Stated goal:
Please copy exactly the lines that begin with the one containing "woman in the photo above." and end with the last line of the entries.

>> START Extracted records

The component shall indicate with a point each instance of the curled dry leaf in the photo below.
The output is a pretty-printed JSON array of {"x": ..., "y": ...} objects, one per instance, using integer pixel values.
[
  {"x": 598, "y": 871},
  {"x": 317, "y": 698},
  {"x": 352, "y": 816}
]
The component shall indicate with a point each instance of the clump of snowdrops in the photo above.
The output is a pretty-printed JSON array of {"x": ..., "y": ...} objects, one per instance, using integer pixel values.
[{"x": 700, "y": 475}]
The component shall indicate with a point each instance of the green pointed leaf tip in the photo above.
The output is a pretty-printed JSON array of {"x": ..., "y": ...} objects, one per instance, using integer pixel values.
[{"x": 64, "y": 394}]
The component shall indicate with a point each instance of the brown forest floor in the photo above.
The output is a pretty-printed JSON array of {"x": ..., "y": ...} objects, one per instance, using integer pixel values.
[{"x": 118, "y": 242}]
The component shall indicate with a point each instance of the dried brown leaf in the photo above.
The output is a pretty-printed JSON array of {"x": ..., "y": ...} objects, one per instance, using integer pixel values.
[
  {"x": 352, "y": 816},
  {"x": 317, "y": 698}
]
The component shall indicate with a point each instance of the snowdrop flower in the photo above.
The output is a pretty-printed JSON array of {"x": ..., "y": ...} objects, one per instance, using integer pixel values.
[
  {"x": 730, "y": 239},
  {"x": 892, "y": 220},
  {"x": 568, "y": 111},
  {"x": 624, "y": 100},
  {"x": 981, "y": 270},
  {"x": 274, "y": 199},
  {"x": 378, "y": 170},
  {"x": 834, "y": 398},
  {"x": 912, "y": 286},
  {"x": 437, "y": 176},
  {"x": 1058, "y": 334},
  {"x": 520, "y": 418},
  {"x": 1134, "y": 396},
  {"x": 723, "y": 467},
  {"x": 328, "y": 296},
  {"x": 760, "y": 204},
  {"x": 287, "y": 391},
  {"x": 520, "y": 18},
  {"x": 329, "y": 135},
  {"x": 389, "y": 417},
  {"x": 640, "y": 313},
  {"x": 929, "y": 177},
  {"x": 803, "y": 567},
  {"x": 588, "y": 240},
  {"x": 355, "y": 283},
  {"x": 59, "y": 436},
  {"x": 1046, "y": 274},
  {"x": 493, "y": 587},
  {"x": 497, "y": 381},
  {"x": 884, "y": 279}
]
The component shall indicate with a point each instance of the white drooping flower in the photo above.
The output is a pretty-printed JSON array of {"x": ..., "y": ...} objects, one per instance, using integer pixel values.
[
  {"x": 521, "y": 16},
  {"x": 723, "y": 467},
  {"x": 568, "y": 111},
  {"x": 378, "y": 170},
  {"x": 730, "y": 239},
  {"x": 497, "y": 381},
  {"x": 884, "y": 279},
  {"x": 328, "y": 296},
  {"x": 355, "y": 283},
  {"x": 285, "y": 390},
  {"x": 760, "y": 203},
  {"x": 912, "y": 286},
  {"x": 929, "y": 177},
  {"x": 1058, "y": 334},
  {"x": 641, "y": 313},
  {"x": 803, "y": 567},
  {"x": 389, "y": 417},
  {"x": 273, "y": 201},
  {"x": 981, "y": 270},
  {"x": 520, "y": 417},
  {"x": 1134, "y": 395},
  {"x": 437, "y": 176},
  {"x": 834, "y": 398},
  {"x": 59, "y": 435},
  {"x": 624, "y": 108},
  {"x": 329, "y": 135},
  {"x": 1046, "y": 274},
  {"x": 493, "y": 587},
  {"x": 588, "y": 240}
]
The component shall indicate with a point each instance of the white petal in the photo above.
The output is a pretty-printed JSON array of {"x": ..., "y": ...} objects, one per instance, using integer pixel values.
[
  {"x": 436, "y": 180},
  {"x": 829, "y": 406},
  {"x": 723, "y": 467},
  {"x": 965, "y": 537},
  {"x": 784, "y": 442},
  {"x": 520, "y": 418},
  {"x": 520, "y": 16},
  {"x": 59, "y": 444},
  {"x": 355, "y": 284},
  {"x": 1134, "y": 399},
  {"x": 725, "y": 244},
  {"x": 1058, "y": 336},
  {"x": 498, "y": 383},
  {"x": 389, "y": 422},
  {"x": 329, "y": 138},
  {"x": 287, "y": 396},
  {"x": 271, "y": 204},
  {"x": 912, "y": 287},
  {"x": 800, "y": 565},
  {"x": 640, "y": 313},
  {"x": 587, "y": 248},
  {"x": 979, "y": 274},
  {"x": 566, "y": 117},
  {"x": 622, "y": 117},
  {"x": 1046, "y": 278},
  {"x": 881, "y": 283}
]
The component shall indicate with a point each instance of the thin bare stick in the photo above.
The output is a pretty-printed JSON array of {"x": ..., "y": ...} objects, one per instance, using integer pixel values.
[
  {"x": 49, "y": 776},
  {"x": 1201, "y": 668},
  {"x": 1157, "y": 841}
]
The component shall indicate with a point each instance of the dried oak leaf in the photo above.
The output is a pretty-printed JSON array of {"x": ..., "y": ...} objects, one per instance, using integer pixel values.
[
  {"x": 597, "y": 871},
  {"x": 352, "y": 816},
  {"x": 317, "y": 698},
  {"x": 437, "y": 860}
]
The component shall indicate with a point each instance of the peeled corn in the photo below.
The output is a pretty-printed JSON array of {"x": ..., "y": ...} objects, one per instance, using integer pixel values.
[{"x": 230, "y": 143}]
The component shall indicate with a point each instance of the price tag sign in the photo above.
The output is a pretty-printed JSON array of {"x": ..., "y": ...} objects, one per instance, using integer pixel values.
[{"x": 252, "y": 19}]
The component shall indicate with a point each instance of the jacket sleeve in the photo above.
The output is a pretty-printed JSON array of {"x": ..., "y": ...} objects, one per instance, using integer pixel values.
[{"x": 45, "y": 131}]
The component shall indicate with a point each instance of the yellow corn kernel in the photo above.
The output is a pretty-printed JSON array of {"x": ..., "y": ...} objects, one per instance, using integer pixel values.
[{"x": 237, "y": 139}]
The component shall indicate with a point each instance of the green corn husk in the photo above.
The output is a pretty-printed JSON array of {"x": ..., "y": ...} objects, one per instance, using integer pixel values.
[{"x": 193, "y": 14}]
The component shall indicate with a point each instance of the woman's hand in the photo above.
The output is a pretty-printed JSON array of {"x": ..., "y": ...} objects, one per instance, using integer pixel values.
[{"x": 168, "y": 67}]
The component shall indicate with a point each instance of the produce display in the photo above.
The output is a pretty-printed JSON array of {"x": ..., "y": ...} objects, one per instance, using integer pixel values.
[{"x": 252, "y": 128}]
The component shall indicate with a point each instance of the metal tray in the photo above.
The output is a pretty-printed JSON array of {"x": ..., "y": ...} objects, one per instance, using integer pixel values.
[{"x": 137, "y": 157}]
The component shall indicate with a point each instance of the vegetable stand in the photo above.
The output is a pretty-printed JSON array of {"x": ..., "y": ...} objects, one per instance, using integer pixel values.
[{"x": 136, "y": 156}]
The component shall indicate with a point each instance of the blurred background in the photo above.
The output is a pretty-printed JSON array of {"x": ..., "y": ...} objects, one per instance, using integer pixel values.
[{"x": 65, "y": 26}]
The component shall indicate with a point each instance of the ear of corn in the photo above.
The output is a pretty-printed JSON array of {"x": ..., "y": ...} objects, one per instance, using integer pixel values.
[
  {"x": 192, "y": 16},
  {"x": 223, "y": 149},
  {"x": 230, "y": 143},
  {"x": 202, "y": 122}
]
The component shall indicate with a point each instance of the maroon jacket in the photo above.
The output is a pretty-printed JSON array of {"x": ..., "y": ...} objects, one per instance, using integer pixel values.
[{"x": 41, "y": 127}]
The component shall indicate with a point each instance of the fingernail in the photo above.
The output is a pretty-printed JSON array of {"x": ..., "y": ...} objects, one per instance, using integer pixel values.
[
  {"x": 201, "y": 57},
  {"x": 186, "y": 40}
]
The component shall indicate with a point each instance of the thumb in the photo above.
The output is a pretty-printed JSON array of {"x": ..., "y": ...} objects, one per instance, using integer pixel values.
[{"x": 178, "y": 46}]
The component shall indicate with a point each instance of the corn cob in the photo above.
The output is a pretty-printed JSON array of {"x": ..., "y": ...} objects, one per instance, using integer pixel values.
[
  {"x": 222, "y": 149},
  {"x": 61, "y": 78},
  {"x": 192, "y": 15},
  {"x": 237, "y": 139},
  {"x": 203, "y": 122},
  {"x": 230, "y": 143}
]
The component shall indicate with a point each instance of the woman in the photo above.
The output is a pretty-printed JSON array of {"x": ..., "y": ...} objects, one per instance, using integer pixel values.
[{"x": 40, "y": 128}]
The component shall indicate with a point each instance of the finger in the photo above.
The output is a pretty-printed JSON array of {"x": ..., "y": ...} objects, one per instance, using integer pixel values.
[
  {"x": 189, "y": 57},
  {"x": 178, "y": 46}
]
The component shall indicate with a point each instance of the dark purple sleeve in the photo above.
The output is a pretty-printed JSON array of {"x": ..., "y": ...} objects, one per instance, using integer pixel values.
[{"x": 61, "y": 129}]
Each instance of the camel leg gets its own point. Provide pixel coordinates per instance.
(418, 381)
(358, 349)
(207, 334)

>> END Extracted records

Expected output:
The component shall indicate with a point each instance of the woman in the photo above.
The output is a pretty-printed JSON array of {"x": ..., "y": ...} objects, one per instance, using integer pixel values.
[{"x": 40, "y": 128}]
The component shall indicate with a point each instance of the finger in the photo above.
The output is a pretty-printed JSON array of {"x": ..., "y": ...} objects, one per instance, using integer pixel values.
[
  {"x": 189, "y": 57},
  {"x": 178, "y": 46}
]
The component shall indicate with a point each instance of the dark purple sleeve in the photo above.
The output is a pretty-printed JSON array of {"x": ..., "y": ...} objects, one per instance, using integer pixel values.
[{"x": 61, "y": 129}]
Each instance of the camel leg gets its own point. Provide pixel coordinates per instance.
(418, 381)
(358, 349)
(207, 334)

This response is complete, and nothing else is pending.